What to do:
All of the entries are to be printed exactly as they appear.

Data for the task:

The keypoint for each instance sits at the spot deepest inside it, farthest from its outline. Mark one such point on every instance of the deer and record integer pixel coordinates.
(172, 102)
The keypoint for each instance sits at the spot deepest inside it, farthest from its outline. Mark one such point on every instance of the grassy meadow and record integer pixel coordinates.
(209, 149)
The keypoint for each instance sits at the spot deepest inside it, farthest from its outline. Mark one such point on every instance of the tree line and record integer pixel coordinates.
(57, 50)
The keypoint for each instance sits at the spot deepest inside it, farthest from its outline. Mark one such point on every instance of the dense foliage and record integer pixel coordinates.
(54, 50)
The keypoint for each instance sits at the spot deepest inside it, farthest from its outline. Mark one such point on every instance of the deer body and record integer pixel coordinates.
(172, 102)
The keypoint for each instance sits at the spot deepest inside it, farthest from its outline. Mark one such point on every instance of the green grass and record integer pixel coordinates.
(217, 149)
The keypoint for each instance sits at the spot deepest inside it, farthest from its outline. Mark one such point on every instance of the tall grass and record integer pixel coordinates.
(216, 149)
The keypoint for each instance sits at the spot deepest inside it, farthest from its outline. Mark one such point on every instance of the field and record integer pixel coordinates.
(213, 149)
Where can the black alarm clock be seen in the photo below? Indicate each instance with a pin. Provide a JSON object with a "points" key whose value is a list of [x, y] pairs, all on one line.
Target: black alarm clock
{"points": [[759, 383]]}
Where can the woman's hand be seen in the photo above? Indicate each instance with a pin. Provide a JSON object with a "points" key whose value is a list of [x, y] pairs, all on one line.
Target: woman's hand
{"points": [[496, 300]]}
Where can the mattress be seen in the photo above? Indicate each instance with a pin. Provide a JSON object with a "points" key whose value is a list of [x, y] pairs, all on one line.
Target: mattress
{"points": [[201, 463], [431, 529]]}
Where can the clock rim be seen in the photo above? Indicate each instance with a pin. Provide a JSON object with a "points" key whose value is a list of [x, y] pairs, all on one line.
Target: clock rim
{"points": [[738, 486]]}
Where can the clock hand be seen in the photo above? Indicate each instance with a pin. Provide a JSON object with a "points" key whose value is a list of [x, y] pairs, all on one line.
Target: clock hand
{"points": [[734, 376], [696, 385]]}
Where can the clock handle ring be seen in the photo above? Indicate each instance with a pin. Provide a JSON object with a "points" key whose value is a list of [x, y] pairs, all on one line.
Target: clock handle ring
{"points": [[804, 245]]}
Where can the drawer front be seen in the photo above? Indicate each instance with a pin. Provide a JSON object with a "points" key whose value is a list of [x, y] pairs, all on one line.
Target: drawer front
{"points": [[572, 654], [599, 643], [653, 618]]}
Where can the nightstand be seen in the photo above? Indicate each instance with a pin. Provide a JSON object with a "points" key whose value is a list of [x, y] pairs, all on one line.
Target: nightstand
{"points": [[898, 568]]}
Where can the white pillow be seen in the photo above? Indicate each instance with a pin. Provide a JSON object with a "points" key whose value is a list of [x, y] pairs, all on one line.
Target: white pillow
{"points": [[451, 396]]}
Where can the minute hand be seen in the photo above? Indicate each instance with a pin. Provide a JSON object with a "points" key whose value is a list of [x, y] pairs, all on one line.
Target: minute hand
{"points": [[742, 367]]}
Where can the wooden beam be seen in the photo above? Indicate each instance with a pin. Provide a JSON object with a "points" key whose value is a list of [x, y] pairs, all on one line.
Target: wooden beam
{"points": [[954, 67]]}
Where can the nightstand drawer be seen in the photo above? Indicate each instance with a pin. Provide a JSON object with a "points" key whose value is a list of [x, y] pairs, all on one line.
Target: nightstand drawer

Task result:
The keypoint for each instance sits at the spot deepest inside it, farthest from its outline. Mark one such point on every instance of the deer and record integer pixel coordinates.
(172, 102)
The keypoint for each instance sits at the spot deepest inside it, farthest from its outline. Mark one such point on every instance of the grassy meadow and record integer pixel coordinates.
(209, 149)
The keypoint for each instance sits at the spot deepest inside it, farthest from its outline. Mark one such point on every instance of the tree line and record integer pixel coordinates.
(57, 50)
The keypoint for each instance sits at the spot deepest inside it, farthest from its outline. Mark one such point on every instance of the dense foliage and record integer pixel coordinates.
(54, 50)
The keypoint for each instance sits at the spot deepest inside it, farthest from its outline. Mark one such point on every instance of the deer body and record integer pixel coordinates.
(172, 102)
The keypoint for each instance sits at the spot deepest inside it, farthest from its outline. Mark one such point on every instance of the green grass and record integer pixel coordinates.
(217, 149)
The keypoint for each instance sits at the spot deepest inside it, farthest from its outline. Mark one such point on every instance of the tall grass and record integer pixel coordinates.
(216, 149)
The keypoint for each instance sits at the spot deepest inside it, farthest from its outline. Mark one such point on every instance of the field and record integer pixel coordinates.
(213, 149)
Where can the black alarm clock be seen in the photo below? Indicate each instance with a pin. Provide a JSON object with a "points" key whose value is a list of [x, y] pairs, all on one line.
Target: black alarm clock
{"points": [[759, 383]]}
Where can the woman's hand be seen in the photo above? Indicate each instance with a pin. Provide a JSON object with a "points" key whose value is a list of [x, y] pairs, all on one line.
Target: woman's hand
{"points": [[496, 300]]}
Where can the mattress be seen in the photo above? Indicate each instance with a pin. Provide a JSON object with a "points" key whose value is a list of [x, y] pairs, all on one line.
Target: mattress
{"points": [[201, 463], [431, 529]]}
Where can the clock rim be seen in the photo above? Indicate each instance with a pin. Provide a JSON object with a "points" key whose value is a list of [x, y] pairs, all on one line.
Target: clock rim
{"points": [[738, 486]]}
Where can the clock hand be seen in the photo above? Indicate each instance with a pin. Provide a JSON object with a "points" key whose value is a list of [x, y] pairs, all on one line.
Target: clock hand
{"points": [[734, 376], [696, 385]]}
Where can the clock handle ring be seen in the photo above? Indicate each instance with a pin. Provide a JSON object with a "points" key whose value is a list of [x, y] pairs, all on one line.
Target: clock handle ring
{"points": [[804, 245]]}
Where can the drawer front be seen in the photo above? Indicate each instance with a pin. Provide a JSON object with a "points" key whose value is a list of [x, y] pairs, all on one line.
Target: drawer front
{"points": [[572, 654], [599, 643], [653, 618]]}
Where can the nightstand be seen in the photo above? Indicate each instance with a pin. Provide a JSON object with a "points" key whose value is a list of [x, y] pairs, all on one line.
Target: nightstand
{"points": [[898, 568]]}
Where can the white pillow be seen in the photo above? Indicate each instance with a pin. Provide a JSON object with a "points" key whose value is a list of [x, y] pairs, all on one line.
Target: white pillow
{"points": [[451, 396]]}
Where can the minute hand be seen in the photo above? Indicate each instance with a pin. Provide a JSON object with a "points" key whose value is a list of [x, y] pairs, all on one line.
Target: minute hand
{"points": [[742, 367]]}
Where can the wooden beam be seen in the photo above? Indicate each instance with a pin. Provide a JSON object with a "points" key whose value is a list of [x, y] pairs, all on one line.
Target: wooden beam
{"points": [[954, 67]]}
Where can the nightstand drawer be seen in the photo above? Indicate each instance with a pin. Provide a JSON object with a "points" key whose value is a list of [x, y] pairs, all on one line.
Target: nightstand drawer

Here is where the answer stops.